◆ **WRITTEN PROBLEM 1**: In the Fomalhaut disk passage below, what region of the electromagnetic spectrum did the astronomers' telescope and camera operate in?
◆ **WRITTEN PROBLEM 2**: Render this sentence from the Fomalhaut disk passage into Spanish: "The most puzzling feature in the image is that the disk appears to bend around the star."

◆ **PASSAGE SHOWN**:
----
A "doughnut" with a hole
The disk appears a bit like a doughnut with a hole in the centre around the star. "That's one way of describing it", laughs Greaves. "The Fomalhaut disk is close to edge-on as we see it, and in the image it looks like the ends of the 'doughnut' are brighter. The disk is about the same size as the Sun's Kuiper Belt of comets which orbits outside Neptune and Pluto and so we may be seeing a region near Fomalhaut that has many millions of comets".
Suddenly Fomalhaut doesn't sound like a fun place to be... A big comet that hit the Earth 65 million years ago is believed to have played a part in the extinction of the dinosaurs.
The most puzzling feature in the image is that the disk appears to bend around the star.
"Our models of the Fomalhaut disk suggest that a planet similar in mass to Saturn is creating a wake or trail of dust", says team member Dr. Mark Wyatt. "The gravity of the planet creates points near its orbit called 'resonances' where comets get trapped. When two comets collide, they release a shower of dust that we see as a bright spot in the disk."
Some years ago, infrared images from NASA's COBE satellite showed that Earth is preceded and trailed in its orbit about the Sun by clumps of dust particles that might have come from ancient comets.
Are Solar Systems common?
"We believe Fomalhaut looks quite similar to our own Solar System when it was only 200 million years old", said Ben Zuckerman, Professor of Astronomy at University of California at Los Angeles. "At that age, a planetary system would already have formed. We would have trouble seeing it with optical telescopes because of the shroud of dust."
The dust disk is so cold, and emits so little light, that it is completely invisible to optical telescopes such as the Hubble Space Telescope. Instead the astronomers used a special telescope and camera which operates in the so-called "submillimetre" region of the electromagnetic spectrum, which lies between infrared light and radio waves.
----
◆ **LISTING**:
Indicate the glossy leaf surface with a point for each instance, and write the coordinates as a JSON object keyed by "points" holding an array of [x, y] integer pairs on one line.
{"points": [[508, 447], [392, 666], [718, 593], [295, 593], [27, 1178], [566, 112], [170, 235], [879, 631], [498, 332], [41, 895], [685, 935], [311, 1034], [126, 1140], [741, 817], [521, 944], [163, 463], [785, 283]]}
----
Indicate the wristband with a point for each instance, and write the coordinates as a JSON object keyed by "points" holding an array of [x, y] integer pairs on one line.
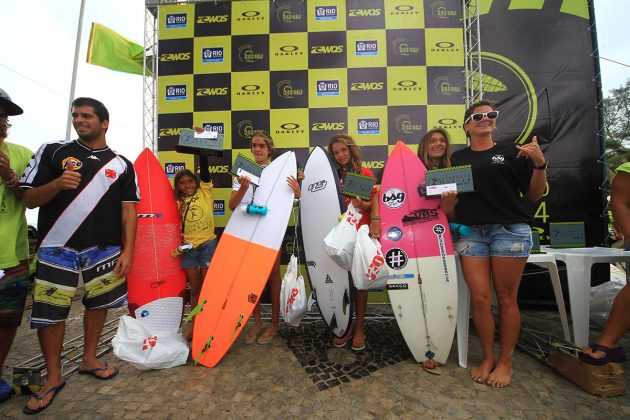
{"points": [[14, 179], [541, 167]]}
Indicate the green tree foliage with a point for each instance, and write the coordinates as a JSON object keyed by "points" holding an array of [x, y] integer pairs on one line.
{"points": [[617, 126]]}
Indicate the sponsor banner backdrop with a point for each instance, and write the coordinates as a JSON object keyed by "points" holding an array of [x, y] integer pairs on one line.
----
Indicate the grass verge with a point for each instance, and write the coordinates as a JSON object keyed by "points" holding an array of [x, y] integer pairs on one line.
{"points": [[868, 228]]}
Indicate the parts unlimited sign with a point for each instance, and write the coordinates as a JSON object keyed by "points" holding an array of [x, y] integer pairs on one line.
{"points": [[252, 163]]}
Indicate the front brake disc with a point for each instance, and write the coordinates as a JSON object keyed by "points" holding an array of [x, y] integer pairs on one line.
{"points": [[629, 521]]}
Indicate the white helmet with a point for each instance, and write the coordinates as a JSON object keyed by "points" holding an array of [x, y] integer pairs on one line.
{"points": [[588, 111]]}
----
◆ **FULL SOLUTION 1**: The submillimeter region, which lies between infrared light and radio waves.

◆ **FULL SOLUTION 2**: La característica más desconcertante de la imagen es que el disco parece curvarse alrededor de la estrella.